Copy out each of these records word for word, without changing anything.

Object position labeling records

※ ※ ※

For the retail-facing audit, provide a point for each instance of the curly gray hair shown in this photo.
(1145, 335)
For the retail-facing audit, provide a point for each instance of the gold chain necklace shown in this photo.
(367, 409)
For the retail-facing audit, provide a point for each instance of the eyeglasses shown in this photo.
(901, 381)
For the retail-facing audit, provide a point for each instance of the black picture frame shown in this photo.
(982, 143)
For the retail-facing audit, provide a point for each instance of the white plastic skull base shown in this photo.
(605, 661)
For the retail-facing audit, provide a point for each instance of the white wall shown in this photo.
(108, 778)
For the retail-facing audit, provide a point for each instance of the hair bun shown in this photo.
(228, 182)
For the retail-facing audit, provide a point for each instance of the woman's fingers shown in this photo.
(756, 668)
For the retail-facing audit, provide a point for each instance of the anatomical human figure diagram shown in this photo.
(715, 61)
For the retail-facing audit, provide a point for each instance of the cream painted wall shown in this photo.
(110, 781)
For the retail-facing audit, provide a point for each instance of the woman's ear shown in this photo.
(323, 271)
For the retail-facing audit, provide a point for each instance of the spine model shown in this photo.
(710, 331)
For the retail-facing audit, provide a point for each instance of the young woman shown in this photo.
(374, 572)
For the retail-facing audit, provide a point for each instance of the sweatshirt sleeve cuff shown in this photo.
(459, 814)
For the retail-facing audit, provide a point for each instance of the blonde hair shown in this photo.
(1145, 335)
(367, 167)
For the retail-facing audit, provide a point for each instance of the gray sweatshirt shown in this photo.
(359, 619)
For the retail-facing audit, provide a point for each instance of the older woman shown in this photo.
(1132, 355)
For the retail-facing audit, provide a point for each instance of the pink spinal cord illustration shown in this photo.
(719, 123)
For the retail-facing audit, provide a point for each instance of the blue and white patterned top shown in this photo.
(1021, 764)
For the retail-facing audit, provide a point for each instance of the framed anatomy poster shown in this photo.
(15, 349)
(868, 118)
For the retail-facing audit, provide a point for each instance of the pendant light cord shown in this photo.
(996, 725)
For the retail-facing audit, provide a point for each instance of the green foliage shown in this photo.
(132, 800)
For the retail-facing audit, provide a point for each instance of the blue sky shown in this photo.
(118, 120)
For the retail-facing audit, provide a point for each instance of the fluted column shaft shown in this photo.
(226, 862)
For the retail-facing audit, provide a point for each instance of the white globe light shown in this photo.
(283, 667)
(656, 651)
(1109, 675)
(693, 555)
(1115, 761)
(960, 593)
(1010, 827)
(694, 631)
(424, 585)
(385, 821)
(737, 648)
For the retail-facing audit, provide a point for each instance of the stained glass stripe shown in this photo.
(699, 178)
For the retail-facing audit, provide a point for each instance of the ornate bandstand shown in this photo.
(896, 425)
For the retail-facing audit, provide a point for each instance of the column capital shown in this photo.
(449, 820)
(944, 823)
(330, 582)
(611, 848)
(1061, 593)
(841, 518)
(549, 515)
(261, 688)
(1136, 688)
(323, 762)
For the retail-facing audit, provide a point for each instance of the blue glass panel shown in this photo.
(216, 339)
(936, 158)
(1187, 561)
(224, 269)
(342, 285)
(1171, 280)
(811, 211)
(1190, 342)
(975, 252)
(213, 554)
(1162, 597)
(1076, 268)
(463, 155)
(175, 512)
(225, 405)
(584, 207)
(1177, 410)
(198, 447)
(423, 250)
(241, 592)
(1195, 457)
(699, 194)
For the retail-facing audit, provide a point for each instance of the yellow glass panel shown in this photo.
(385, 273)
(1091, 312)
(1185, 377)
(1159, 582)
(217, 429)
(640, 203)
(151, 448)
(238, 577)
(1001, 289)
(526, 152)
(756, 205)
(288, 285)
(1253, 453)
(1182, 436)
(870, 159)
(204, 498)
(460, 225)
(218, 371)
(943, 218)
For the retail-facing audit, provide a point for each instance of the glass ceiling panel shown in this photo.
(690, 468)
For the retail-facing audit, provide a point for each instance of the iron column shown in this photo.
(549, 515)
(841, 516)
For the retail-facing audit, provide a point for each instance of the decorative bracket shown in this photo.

※ ※ ※

Solution to this task:
For the retail-facing audit, provide a point for each instance of the curly gray hair shown in this photo.
(1145, 335)
For the retail-facing audit, provide a point for each instance of the gold chain necklace shown in this photo.
(367, 409)
For the retail-facing audit, provide a point for each instance of the eyeglasses shown in this photo.
(901, 381)
For the retail-facing audit, provide a point for each instance of the black picture frame shown in this photo.
(982, 143)
For the retail-facing audit, provide a point for each instance of the white plastic skull base shown in this photo.
(605, 661)
For the retail-facing audit, provide a point for each instance of the white wall shown in this photo.
(108, 778)
For the retail-facing audit, provide a point for each instance of the hair bun shown in this photo.
(228, 182)
For the retail-facing audit, provide a point for each instance of the woman's fingers shown in this photo.
(756, 668)
For the retail-facing audit, provide a point for each instance of the anatomical human figure diagram shown in this photo.
(715, 61)
For the retail-facing audit, provide a point for each instance of the cream painted wall shown in this photo.
(110, 781)
For the retail-facing audit, provide a point for each instance of the woman's ear shown in this photo.
(323, 271)
For the retail-facing audit, provide a point for each instance of the spine model shown in this photo.
(710, 331)
For the retail-facing audit, provide a point for each instance of the young woman shown in this photo.
(374, 572)
For the retail-facing audit, provide a point for each instance of the sweatshirt sleeve cuff shown in this photo.
(459, 814)
For the retail-facing audit, provide a point for each instance of the blonde hair shown in this photo.
(1145, 335)
(367, 167)
For the retail-facing audit, provide a point for each instance of the gray sweatshirt shown in this photo.
(359, 619)
For the retail-facing audit, provide a point for each instance of the older woman shown in this photo.
(1132, 355)
For the retail-facing audit, provide a point for each instance of the pink spinal cord illustration shown in this photo.
(719, 123)
For the retail-facing audit, provide a point for each instance of the blue and white patterned top shown in this photo.
(1021, 764)
For the retail-facing audit, provide a point for each instance of the framed anatomy poster shown in this photo.
(15, 349)
(868, 118)
For the retail-facing audit, provide a point for each instance of the pendant light cord shown in this photo.
(996, 725)
For the retail-facing audit, provide a point for each instance of the green foliage shown in this photo.
(132, 800)
For the retail-facing audit, provide a point for each instance of the blue sky shown in this photo.
(118, 120)
For the retail-facing audit, provide a point for each instance of the fluted column shaft shown in this photo.
(226, 862)
For the retail-facing audit, provide a point for each instance of the white globe light shown in this photo.
(283, 667)
(656, 651)
(1109, 675)
(693, 555)
(1115, 761)
(960, 593)
(1010, 827)
(694, 631)
(424, 585)
(385, 821)
(737, 648)
For the retail-facing audit, provide a point for each instance of the stained glass stripe shown in this photo.
(699, 178)
For the retail-facing audit, provide a point for each instance of the ornate bandstand shown in this photo.
(896, 425)
For the retail-facing audit, provide a point for each instance of the column capital shown in this photo.
(449, 820)
(944, 823)
(330, 582)
(611, 848)
(1061, 593)
(841, 518)
(549, 515)
(261, 688)
(1136, 688)
(323, 762)
For the retail-facing audit, provide a point for each instance of the blue glass panel shown in this photo.
(216, 339)
(936, 158)
(1187, 561)
(224, 269)
(342, 285)
(1171, 280)
(811, 211)
(1190, 342)
(975, 252)
(213, 554)
(1162, 597)
(1076, 268)
(463, 155)
(175, 512)
(225, 405)
(584, 207)
(1177, 410)
(198, 447)
(423, 250)
(241, 592)
(1195, 457)
(699, 194)
For the retail-facing audit, provide a point for each instance of the yellow glass panel shown in this photo.
(385, 273)
(1091, 312)
(1185, 377)
(1159, 582)
(217, 429)
(640, 203)
(151, 448)
(238, 577)
(1001, 289)
(526, 152)
(756, 205)
(288, 285)
(1253, 453)
(1182, 436)
(870, 159)
(204, 498)
(460, 225)
(218, 371)
(943, 218)
For the retail-facing audit, provide a point for each instance of the glass ceiling panel shown in this photo.
(690, 468)
For the retail-facing audit, provide a point for each instance of the iron column shown in this photo.
(549, 515)
(841, 516)
For the retail-facing audit, provide a point for each instance of the decorative bracket shown in this photo.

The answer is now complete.